### Written task
Gather every line of the material below that contains the word "lawn" and copy each one out in full. Upper and lower case must match.

===============

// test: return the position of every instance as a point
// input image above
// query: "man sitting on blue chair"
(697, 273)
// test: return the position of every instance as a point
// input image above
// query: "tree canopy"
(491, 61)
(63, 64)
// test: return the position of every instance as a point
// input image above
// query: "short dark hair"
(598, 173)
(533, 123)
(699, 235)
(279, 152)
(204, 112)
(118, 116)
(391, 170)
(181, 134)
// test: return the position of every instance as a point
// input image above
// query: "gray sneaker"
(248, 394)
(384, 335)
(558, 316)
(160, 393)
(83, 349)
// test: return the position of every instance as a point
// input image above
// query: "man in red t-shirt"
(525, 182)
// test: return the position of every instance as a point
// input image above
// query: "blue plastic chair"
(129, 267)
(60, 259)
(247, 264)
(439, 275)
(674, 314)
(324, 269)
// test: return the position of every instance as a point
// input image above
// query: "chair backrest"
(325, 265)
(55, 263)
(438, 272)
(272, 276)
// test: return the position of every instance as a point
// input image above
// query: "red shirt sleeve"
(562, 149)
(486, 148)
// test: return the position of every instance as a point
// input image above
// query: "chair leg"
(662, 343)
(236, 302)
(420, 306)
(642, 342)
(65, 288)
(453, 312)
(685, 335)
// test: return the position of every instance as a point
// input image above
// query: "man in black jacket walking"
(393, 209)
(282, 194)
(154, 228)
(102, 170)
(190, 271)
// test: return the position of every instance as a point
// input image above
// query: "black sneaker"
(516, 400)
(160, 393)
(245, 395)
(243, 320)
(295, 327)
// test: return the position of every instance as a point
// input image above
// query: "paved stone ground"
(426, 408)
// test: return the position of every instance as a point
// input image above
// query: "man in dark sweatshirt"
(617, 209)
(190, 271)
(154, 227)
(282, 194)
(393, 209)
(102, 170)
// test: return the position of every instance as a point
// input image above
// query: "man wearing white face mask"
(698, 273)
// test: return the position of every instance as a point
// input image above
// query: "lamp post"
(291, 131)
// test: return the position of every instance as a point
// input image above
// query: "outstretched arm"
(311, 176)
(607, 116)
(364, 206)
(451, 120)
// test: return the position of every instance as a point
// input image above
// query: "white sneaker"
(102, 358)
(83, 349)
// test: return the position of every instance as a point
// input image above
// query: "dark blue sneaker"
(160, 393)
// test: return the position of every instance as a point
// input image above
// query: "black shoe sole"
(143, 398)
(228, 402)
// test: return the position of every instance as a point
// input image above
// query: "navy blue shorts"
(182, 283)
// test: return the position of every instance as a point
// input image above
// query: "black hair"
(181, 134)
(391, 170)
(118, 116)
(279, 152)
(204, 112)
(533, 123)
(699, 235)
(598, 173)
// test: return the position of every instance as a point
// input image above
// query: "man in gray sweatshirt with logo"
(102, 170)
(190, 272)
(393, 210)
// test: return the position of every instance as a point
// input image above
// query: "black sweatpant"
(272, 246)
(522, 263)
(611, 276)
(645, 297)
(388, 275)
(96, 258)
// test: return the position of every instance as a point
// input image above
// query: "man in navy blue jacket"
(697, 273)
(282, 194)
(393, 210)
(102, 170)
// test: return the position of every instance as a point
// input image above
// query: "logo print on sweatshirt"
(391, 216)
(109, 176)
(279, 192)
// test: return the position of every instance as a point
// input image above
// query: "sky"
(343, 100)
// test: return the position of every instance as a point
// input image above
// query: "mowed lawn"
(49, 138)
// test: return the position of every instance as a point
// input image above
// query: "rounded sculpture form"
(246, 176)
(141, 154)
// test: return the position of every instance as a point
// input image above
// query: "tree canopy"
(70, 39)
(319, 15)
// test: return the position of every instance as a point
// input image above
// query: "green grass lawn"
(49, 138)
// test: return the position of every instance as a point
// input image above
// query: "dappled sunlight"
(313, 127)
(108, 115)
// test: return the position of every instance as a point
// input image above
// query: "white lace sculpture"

===============

### Output for this task
// query: "mowed lawn"
// query: "green grass lawn"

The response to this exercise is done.